■ **Required work**
Find every line in the records below that contains the string "dark", and copy each one.

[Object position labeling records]
_ _ _ _ _ _ _
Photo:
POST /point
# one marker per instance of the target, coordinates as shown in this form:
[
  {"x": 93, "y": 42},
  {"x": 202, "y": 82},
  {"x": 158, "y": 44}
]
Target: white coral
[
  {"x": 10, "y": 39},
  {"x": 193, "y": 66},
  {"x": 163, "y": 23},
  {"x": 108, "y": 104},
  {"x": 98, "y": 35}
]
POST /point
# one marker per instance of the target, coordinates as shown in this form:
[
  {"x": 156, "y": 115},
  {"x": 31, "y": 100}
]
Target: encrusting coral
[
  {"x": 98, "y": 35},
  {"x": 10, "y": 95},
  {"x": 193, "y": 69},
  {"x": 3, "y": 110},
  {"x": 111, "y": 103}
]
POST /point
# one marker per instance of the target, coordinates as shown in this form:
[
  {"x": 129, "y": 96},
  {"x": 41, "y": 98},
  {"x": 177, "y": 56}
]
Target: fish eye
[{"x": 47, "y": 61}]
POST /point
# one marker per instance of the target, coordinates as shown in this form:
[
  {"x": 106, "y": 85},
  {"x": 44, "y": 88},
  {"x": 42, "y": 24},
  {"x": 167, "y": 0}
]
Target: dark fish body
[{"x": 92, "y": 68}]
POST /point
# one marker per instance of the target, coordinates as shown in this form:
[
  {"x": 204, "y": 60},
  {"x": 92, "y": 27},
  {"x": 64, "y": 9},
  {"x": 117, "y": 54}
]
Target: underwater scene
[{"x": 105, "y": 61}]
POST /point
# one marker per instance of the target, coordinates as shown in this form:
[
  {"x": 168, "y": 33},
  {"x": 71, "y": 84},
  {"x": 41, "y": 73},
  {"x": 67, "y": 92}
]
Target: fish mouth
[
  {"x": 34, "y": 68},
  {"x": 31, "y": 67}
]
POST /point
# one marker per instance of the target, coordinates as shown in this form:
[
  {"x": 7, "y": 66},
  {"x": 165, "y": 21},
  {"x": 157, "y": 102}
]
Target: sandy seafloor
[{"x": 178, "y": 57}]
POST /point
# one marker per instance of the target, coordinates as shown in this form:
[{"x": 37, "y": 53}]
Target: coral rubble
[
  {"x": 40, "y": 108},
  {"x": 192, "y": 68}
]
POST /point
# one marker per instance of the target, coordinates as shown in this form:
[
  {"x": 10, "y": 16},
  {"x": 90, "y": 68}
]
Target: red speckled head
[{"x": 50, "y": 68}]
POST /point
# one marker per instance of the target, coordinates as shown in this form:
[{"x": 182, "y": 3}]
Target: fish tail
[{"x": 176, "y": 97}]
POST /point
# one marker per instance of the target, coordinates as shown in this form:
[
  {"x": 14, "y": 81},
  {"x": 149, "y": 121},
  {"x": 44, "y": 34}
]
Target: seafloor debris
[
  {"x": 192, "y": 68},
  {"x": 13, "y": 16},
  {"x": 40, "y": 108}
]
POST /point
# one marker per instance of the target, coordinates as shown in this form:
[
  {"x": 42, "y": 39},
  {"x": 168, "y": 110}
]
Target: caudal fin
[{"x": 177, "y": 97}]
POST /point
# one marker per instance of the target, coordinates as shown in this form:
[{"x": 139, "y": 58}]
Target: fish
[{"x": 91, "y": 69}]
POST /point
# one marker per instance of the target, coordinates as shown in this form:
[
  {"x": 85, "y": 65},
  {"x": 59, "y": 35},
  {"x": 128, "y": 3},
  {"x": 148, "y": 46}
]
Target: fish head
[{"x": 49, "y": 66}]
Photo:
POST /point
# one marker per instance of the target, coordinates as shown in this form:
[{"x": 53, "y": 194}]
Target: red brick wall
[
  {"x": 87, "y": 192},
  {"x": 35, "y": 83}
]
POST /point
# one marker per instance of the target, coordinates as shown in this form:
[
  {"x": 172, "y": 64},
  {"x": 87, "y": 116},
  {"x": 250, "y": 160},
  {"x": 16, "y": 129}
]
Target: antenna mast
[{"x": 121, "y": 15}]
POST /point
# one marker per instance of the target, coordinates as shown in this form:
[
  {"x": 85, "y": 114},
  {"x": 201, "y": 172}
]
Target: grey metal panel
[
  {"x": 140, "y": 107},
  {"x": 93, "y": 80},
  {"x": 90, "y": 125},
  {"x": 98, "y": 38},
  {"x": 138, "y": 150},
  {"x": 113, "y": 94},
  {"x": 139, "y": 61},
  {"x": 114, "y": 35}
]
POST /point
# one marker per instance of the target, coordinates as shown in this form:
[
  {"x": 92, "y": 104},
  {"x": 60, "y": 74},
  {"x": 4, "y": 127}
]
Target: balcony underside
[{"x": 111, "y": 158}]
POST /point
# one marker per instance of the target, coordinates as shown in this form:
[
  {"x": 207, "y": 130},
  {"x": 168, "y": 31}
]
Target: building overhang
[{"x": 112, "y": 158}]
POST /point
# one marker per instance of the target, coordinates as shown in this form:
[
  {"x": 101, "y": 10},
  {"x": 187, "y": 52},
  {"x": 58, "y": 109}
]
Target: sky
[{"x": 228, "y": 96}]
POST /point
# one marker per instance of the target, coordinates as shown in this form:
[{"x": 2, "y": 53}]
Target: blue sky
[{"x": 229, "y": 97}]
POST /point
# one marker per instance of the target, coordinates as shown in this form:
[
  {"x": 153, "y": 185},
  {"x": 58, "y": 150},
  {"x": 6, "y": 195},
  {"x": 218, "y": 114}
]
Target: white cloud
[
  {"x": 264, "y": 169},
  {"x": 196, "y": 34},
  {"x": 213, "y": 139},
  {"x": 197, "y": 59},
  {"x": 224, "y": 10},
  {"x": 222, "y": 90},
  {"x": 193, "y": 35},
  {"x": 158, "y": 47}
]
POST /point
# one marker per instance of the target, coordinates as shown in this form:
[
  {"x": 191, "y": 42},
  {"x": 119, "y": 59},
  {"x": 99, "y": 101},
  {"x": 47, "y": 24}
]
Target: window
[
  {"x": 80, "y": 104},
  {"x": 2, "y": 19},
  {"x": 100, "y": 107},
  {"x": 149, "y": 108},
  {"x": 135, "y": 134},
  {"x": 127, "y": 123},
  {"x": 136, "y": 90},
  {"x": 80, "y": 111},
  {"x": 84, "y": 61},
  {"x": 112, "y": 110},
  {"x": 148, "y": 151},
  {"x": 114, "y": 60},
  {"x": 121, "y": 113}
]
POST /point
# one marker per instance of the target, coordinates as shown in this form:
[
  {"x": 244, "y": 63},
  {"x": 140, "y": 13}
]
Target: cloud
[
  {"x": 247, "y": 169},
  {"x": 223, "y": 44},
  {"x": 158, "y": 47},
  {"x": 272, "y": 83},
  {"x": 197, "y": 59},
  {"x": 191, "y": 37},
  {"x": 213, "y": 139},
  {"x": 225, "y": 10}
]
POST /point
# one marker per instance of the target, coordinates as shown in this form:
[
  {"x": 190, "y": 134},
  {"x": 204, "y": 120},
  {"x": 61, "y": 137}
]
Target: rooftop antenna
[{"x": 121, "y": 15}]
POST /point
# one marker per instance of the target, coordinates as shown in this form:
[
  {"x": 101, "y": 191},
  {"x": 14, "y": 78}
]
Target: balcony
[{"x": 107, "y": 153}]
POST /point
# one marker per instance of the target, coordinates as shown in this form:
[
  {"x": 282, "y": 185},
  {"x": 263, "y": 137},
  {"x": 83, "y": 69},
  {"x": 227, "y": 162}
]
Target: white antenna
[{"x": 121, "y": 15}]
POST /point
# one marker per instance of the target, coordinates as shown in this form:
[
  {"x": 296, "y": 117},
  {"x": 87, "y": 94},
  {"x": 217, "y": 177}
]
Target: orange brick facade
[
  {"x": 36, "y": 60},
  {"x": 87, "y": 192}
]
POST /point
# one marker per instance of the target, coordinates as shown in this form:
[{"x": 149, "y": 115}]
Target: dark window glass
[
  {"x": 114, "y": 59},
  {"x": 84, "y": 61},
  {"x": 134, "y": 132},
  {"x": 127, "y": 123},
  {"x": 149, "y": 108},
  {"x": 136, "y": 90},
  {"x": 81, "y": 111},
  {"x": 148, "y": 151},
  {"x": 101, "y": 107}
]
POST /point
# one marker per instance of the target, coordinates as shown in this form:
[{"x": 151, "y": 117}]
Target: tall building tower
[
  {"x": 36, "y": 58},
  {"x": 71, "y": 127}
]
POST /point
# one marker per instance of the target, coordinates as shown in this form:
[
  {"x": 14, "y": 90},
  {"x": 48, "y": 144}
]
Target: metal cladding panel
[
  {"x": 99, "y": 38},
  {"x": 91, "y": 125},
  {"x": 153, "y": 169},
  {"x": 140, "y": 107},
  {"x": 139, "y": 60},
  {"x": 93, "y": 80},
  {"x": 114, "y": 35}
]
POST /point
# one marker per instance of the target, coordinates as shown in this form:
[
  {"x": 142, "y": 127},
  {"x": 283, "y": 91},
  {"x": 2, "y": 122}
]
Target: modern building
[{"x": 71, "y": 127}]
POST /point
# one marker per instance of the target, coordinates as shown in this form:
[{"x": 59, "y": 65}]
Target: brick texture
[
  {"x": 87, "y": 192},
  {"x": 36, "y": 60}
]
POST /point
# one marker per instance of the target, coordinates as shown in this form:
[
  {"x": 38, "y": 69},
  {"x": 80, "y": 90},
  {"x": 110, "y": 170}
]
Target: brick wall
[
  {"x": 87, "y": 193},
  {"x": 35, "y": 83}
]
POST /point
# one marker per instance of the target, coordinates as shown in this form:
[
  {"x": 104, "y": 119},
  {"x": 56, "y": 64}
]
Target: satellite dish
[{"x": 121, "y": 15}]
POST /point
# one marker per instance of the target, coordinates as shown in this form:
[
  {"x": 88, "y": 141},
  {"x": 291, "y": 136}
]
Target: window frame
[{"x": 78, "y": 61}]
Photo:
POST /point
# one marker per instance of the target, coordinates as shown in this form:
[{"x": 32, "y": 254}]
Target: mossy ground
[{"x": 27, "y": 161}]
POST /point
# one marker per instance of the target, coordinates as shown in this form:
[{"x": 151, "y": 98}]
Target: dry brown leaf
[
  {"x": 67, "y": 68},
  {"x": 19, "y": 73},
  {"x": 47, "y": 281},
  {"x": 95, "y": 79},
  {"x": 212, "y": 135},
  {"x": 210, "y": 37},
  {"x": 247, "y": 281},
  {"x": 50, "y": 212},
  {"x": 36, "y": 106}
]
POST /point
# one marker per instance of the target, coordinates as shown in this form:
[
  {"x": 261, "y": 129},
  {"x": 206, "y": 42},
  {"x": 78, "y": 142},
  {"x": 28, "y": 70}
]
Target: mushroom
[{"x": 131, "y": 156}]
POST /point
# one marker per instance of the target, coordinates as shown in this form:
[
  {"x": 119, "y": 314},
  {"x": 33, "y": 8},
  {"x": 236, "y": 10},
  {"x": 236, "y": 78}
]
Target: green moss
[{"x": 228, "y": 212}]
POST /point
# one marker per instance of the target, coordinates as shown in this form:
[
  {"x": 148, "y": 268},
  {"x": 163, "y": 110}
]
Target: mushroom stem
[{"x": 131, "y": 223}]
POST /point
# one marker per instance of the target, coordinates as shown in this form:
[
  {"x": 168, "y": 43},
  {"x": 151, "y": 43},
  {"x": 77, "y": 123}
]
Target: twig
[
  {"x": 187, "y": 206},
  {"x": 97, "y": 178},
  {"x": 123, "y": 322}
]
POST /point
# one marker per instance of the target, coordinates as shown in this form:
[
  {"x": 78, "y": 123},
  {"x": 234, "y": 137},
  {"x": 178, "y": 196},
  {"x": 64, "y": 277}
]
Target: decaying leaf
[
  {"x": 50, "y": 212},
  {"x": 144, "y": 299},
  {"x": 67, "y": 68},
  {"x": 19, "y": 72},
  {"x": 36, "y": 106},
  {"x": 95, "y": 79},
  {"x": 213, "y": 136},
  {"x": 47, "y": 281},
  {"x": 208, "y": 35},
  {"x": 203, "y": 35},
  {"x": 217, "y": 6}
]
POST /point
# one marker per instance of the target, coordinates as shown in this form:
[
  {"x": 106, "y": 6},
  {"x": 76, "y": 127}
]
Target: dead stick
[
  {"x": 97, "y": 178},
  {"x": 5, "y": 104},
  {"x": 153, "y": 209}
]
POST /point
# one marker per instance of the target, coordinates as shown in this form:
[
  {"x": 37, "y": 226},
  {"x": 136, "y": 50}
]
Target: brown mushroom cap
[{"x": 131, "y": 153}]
_ _ _ _ _ _ _
■ **Task answer**
Target: dark fish body
Target: dark window glass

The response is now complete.